図2図2は、土壌に粘土微粒子懸濁液及びポリイオン複合体水溶液を散布し、表土を剥ぎ取るトレーサー実験の様子を示す図面代用写真である。
図3図3は、土壌コアサンプルからの剥ぎ取りトレーサー実験における分配比及び除去率の定義を示す説明図である。
図4図4は、土壌に散布した粘土微粒子懸濁液によるマーカー効果を示す図面代用写真である。
図5図5は、土壌に粘土微粒子懸濁液及びポリイオン複合体水溶液を散布し、表土をふるい分けして剥ぎ取る状態を示す説明図である。
図6図6は、セシウム汚染土壌への粘土微粒子懸濁液及びポリイオン複合体水溶液の散布状況及び表層剥ぎ取り状況を示す図面代用写真である。
【好ましい実施形態】
【0025】
以下、図面を参照しながら本発明を具体的に説明するが、本発明はこれらに限定されるものではない。
本発明では、放射性セシウムで汚染された土壌(以下「放射性セシウム汚染土壌」という。)に、粘土微粒子懸濁液とポリイオン複合体水溶液とをこの順番に散布し、当該土壌の表土を剥離することで、放射性セシウム汚染土壌を除染する。また、粘土微粒子懸濁液とポリイオン複合体水溶液とをこの順番に散布することで、放射性セシウムの土壌深部への移行と粘土微粒子を含む粉塵及び泥水の発生を抑制する。処理対象となる土壌の質及びセシウム含有量に応じて、平均粒径1μm〜10μmのベントナイト又は平均粒径10μm〜100μmのベントナイトを5〜15wt%粘土微粒子懸濁液を2〜10L/m2、通常は土壌表層2cmの深さまでしみ込ませるために5L/m2の比率で散布し、次いで1〜6wt%のポリイオン複合体水溶液を2〜10L/m2、通常は土壌表層2cmの深さまでしみ込ませるために5L/m2の比率で散布することが好ましい。

### [記録]
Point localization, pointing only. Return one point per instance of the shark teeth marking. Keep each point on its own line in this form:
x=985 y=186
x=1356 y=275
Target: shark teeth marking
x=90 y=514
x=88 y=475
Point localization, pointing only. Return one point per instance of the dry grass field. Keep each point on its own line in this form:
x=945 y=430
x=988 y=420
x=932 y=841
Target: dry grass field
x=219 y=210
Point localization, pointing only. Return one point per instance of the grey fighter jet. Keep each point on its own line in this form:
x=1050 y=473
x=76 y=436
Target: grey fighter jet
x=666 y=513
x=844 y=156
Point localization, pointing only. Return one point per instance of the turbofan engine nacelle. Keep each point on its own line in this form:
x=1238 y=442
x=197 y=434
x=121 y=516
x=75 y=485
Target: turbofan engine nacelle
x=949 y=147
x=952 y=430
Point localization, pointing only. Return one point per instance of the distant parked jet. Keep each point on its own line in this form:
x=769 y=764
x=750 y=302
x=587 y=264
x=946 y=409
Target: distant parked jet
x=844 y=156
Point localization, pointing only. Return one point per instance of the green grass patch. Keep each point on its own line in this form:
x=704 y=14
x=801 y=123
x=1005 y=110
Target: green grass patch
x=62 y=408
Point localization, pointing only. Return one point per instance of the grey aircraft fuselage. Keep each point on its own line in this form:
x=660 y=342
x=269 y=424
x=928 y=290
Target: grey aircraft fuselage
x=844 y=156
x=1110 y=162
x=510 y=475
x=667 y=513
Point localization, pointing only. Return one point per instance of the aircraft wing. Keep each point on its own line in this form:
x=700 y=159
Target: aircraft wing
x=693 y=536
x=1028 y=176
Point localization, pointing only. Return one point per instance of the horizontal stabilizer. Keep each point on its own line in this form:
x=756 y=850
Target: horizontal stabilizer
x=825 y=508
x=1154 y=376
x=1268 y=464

### [記述課題]
- a) 上の放射性セシウム汚染土壌の除染についての抜粋を、一字も変えずに全文出力せよ。
- b) 上の記録から、「fighter」という文字列を含む行をすべて抜き出せ。大文字と小文字は区別すること。

### [解答]
- a)
図2図2は、土壌に粘土微粒子懸濁液及びポリイオン複合体水溶液を散布し、表土を剥ぎ取るトレーサー実験の様子を示す図面代用写真である。
図3図3は、土壌コアサンプルからの剥ぎ取りトレーサー実験における分配比及び除去率の定義を示す説明図である。
図4図4は、土壌に散布した粘土微粒子懸濁液によるマーカー効果を示す図面代用写真である。
図5図5は、土壌に粘土微粒子懸濁液及びポリイオン複合体水溶液を散布し、表土をふるい分けして剥ぎ取る状態を示す説明図である。
図6図6は、セシウム汚染土壌への粘土微粒子懸濁液及びポリイオン複合体水溶液の散布状況及び表層剥ぎ取り状況を示す図面代用写真である。
【好ましい実施形態】
【0025】
以下、図面を参照しながら本発明を具体的に説明するが、本発明はこれらに限定されるものではない。
本発明では、放射性セシウムで汚染された土壌(以下「放射性セシウム汚染土壌」という。)に、粘土微粒子懸濁液とポリイオン複合体水溶液とをこの順番に散布し、当該土壌の表土を剥離することで、放射性セシウム汚染土壌を除染する。また、粘土微粒子懸濁液とポリイオン複合体水溶液とをこの順番に散布することで、放射性セシウムの土壌深部への移行と粘土微粒子を含む粉塵及び泥水の発生を抑制する。処理対象となる土壌の質及びセシウム含有量に応じて、平均粒径1μm〜10μmのベントナイト又は平均粒径10μm〜100μmのベントナイトを5〜15wt%粘土微粒子懸濁液を2〜10L/m2、通常は土壌表層2cmの深さまでしみ込ませるために5L/m2の比率で散布し、次いで1〜6wt%のポリイオン複合体水溶液を2〜10L/m2、通常は土壌表層2cmの深さまでしみ込ませるために5L/m2の比率で散布することが好ましい。

- b)
Point localization, pointing only. Return one point per instance of the grey fighter jet. Keep each point on its own line in this form:
Target: grey fighter jet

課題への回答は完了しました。